[WHAT TO DO]
Copy the listing below word for word, from its first line through the line that contains "[0,3,43,34]", both included.

Some records
--------

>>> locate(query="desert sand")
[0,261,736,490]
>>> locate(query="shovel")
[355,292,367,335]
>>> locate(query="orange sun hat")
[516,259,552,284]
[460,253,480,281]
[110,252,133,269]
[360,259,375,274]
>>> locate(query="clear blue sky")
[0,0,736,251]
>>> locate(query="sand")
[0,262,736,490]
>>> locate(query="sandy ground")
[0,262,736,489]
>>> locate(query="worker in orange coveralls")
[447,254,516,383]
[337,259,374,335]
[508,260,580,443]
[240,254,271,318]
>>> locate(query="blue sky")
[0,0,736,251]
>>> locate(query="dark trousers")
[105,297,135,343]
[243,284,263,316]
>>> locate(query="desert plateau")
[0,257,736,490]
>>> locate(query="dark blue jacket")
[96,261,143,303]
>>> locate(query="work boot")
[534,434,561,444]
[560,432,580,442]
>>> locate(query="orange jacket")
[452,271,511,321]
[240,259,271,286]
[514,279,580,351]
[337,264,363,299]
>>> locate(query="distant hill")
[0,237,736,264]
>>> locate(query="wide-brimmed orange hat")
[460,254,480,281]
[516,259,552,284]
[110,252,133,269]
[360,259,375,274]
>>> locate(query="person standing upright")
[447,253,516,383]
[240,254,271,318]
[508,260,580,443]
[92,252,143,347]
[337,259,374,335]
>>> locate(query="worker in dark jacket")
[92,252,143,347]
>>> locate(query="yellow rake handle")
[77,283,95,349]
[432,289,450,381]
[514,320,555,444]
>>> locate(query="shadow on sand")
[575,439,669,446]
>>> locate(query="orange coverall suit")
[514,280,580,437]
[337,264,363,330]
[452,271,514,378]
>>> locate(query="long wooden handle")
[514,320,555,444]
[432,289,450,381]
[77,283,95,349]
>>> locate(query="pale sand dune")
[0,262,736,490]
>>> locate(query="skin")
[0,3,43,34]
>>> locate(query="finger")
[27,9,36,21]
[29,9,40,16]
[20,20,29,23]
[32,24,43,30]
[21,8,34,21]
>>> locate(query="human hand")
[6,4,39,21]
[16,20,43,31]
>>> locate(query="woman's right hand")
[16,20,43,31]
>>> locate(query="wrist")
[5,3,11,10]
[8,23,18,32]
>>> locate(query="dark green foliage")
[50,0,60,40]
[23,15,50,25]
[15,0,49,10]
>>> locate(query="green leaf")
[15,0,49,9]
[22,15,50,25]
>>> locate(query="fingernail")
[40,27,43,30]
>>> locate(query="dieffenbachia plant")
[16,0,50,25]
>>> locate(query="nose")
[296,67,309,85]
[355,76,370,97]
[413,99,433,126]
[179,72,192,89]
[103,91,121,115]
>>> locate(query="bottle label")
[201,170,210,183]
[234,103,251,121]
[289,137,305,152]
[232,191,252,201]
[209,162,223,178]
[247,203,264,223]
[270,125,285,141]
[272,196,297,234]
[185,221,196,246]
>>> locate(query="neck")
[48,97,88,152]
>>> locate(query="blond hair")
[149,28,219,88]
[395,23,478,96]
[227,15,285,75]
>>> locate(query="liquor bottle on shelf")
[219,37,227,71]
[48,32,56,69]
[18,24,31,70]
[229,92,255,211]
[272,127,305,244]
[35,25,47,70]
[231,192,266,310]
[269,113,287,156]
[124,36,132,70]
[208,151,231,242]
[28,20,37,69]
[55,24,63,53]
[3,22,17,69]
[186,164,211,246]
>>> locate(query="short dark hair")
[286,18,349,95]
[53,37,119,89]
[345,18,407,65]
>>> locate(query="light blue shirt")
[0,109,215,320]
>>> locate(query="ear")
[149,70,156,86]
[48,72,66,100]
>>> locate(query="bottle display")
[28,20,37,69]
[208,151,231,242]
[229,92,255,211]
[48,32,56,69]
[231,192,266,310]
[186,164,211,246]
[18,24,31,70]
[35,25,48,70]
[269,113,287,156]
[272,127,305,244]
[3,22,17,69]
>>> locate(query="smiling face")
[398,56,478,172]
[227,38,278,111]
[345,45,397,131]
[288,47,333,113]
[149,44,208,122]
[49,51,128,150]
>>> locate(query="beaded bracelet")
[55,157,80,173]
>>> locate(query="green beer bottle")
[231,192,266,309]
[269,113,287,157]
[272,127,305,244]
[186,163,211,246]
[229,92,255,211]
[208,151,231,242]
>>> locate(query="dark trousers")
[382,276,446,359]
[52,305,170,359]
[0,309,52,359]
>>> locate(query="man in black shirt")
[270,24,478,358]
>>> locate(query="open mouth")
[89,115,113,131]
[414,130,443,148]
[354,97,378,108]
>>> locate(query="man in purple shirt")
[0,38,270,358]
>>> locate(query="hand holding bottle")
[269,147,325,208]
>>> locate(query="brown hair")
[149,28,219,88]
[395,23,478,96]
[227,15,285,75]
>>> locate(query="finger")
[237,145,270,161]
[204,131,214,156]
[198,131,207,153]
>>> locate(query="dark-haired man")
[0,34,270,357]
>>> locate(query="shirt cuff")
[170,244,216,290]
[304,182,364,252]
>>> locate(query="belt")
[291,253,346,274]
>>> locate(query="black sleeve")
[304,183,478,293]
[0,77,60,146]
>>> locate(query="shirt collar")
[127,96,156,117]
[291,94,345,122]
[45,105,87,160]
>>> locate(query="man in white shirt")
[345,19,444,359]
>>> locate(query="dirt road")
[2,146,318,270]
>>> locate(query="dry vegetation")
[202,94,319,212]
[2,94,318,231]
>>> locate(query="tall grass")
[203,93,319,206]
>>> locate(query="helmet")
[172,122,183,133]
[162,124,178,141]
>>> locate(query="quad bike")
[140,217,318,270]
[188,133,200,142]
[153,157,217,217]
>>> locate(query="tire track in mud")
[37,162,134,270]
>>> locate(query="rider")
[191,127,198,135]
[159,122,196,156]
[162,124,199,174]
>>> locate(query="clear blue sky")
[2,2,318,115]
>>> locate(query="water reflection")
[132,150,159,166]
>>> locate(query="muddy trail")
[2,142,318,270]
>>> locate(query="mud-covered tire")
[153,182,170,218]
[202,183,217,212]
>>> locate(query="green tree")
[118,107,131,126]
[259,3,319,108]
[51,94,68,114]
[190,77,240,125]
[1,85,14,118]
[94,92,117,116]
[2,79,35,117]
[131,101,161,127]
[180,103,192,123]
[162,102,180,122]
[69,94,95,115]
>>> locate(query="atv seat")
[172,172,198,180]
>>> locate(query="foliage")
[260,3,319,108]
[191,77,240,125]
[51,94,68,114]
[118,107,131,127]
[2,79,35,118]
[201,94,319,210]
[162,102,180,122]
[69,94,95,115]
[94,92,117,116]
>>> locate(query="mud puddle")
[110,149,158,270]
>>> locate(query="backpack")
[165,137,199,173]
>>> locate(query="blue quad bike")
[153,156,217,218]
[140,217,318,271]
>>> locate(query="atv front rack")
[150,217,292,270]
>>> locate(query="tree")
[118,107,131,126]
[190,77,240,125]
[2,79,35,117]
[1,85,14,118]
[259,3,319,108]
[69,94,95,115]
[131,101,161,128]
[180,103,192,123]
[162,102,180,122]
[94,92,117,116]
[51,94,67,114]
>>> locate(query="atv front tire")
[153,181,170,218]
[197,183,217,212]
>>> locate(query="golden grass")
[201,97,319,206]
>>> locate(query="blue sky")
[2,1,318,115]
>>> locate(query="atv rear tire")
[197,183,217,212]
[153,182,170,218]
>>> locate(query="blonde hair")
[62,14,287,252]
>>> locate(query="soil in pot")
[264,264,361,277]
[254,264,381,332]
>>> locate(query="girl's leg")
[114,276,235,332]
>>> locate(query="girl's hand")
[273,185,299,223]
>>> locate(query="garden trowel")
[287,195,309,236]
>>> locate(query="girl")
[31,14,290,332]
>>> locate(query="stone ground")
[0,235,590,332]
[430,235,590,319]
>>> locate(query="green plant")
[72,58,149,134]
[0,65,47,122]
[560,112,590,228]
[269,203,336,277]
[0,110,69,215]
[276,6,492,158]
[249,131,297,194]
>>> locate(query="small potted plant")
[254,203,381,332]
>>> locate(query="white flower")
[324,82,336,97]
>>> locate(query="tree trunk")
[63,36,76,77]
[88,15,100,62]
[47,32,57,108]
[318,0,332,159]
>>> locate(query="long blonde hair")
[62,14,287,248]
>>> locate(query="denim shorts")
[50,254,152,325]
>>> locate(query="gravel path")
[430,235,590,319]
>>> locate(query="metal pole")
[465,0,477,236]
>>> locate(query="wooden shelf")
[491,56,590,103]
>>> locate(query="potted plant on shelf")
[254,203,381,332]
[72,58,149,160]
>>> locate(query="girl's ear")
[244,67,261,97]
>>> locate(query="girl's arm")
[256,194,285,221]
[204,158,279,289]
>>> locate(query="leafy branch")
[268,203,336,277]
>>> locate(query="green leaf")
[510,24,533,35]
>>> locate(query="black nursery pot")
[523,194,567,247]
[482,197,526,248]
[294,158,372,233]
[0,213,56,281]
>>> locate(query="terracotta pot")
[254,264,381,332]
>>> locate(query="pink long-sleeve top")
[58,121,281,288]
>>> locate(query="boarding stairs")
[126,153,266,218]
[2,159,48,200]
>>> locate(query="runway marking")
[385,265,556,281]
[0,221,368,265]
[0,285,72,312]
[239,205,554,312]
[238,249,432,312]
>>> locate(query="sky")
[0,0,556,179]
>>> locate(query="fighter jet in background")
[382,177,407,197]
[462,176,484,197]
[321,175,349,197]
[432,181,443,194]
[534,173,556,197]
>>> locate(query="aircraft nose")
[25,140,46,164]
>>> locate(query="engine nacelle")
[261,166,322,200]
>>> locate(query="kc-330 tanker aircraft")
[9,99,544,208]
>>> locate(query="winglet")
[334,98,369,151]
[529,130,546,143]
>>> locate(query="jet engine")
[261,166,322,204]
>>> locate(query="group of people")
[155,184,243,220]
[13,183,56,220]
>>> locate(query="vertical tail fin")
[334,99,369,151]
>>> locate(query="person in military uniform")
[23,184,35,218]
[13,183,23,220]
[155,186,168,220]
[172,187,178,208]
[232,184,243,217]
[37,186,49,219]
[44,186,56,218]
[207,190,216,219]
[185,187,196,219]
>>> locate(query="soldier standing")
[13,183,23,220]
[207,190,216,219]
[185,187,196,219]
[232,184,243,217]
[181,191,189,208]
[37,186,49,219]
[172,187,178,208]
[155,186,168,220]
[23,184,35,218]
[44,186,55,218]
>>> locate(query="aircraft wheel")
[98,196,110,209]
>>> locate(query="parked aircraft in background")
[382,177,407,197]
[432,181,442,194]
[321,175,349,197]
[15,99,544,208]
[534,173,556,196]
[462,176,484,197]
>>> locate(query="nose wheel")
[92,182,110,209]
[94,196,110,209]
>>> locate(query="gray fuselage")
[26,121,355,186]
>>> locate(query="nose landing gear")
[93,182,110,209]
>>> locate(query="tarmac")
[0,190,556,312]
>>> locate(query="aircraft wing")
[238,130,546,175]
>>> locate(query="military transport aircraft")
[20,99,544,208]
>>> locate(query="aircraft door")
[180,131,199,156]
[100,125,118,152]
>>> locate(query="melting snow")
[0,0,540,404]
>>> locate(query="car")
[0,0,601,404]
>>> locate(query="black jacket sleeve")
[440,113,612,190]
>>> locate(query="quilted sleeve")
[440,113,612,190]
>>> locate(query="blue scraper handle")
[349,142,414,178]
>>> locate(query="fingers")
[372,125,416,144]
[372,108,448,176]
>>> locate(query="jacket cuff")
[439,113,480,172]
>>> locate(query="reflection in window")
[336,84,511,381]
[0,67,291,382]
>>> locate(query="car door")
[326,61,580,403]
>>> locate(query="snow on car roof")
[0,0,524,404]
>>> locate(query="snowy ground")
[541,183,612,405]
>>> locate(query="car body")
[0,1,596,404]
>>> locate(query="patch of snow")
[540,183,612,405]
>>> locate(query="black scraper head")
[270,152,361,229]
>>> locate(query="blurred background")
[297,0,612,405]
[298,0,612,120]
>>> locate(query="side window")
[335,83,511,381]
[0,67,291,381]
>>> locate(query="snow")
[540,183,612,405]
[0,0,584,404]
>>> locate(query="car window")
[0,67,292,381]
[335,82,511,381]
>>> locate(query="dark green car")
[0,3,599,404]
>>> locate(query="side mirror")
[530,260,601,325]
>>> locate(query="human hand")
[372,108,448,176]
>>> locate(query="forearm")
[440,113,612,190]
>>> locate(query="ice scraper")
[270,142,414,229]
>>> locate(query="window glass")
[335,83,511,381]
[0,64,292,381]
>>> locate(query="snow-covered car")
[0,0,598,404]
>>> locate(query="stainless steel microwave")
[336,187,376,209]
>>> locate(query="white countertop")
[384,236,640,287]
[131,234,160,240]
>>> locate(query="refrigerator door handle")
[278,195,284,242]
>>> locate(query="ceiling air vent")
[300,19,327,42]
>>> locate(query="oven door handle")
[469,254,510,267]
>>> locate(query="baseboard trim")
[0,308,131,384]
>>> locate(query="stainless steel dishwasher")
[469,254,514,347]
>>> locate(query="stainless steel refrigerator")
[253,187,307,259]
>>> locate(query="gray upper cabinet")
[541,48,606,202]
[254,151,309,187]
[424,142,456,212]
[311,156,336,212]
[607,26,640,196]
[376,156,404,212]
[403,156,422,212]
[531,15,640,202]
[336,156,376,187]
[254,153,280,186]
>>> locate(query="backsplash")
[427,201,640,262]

--------

[RESULT]
>>> locate(query="desert sand")
[0,261,736,490]
>>> locate(query="shovel")
[355,292,367,335]
>>> locate(query="orange sun hat")
[516,259,552,284]
[460,253,480,281]
[110,252,133,269]
[360,259,375,274]
>>> locate(query="clear blue sky")
[0,0,736,251]
>>> locate(query="sand")
[0,262,736,490]
>>> locate(query="sandy ground")
[0,262,736,489]
>>> locate(query="worker in orange coveralls")
[447,254,516,383]
[337,259,374,335]
[508,260,580,443]
[240,254,271,318]
>>> locate(query="blue sky")
[0,0,736,251]
>>> locate(query="dark trousers")
[105,297,135,343]
[243,284,263,316]
>>> locate(query="desert plateau")
[0,257,736,490]
>>> locate(query="dark blue jacket")
[96,261,143,303]
>>> locate(query="work boot")
[534,434,561,444]
[560,432,580,442]
>>> locate(query="orange jacket")
[452,271,511,321]
[240,259,271,286]
[514,279,580,351]
[337,264,363,299]
>>> locate(query="distant hill")
[0,237,736,264]
>>> locate(query="wide-brimmed orange hat")
[460,254,480,281]
[516,259,552,284]
[110,252,133,269]
[360,259,375,274]
>>> locate(query="person standing upright")
[447,253,516,383]
[240,254,271,318]
[508,260,580,443]
[92,252,143,347]
[337,259,374,335]
>>> locate(query="worker in dark jacket")
[92,252,143,347]
>>> locate(query="yellow rake handle")
[77,283,95,349]
[432,289,450,381]
[514,320,555,444]
>>> locate(query="shadow on sand")
[575,439,669,446]
>>> locate(query="orange coverall suit")
[514,280,580,437]
[337,264,363,330]
[452,271,514,378]
>>> locate(query="long wooden handle")
[514,320,555,444]
[432,289,450,381]
[77,283,95,349]
>>> locate(query="pale sand dune")
[0,262,736,490]
>>> locate(query="skin")
[0,3,43,34]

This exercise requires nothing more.